--- START PAGE EXCERPT ---
Mr. Majnu () is a 2019 Indian Telugu language romantic comedy film written and directed by Venky Atluri, and produced by B. V. S. N. Prasad under Sri Venkateswara Cine Chitra. The film features Akhil Akkineni and Nidhhi Agerwal in lead roles. Upon release, the film received mixed reviews, with praise towards Akhil and Nidhhi's performance, and the soundtrack, but criticism towards the plot. The film became a commercial failure at the box-office.

The film was dubbed and released in Hindi on YouTube by Goldmines Telefilms on 4 July 2020 and it crossed more than 238 million views. The film had also been dubbed in Tamil as Maanidhan. The film was remade in Odia with the same name, starring Babushaan Mohanty and Divyadisha Mohanty in the lead roles.
--- END PAGE EXCERPT ---
**PROBLEMS TO SOLVE**:
a. Summarize the film page in two sentences.
b. Revise the entries in the stretch from the start of the entries through the line containing "[396,277,457,312]", changing "output" to "return" and leaving all else as it is.
--- START SOURCE RECORDS ---
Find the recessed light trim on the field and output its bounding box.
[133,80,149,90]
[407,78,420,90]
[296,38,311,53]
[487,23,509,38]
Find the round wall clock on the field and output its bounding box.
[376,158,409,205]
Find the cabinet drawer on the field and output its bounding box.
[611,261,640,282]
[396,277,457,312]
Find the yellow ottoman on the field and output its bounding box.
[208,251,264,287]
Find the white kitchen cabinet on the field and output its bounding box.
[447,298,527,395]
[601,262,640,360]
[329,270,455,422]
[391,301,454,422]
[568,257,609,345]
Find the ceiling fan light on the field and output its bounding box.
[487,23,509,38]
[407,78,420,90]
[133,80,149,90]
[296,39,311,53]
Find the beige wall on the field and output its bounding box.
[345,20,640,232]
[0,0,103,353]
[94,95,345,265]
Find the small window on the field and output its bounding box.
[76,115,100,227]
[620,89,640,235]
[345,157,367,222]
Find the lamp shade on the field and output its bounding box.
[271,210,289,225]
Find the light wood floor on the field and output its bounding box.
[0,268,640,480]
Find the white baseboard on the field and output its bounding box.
--- END SOURCE RECORDS ---
**OUTPUTS IN ORDER**:
a. Mr. Majnu is a 2019 Indian Telugu romantic comedy film written and directed by Venky Atluri, starring Akhil Akkineni and Nidhhi Agerwal, which drew mixed reviews and failed at the box office. It was later dubbed in Hindi and Tamil and remade in Odia.

b.
Find the recessed light trim on the field and return its bounding box.
[133,80,149,90]
[407,78,420,90]
[296,38,311,53]
[487,23,509,38]
Find the round wall clock on the field and return its bounding box.
[376,158,409,205]
Find the cabinet drawer on the field and return its bounding box.
[611,261,640,282]
[396,277,457,312]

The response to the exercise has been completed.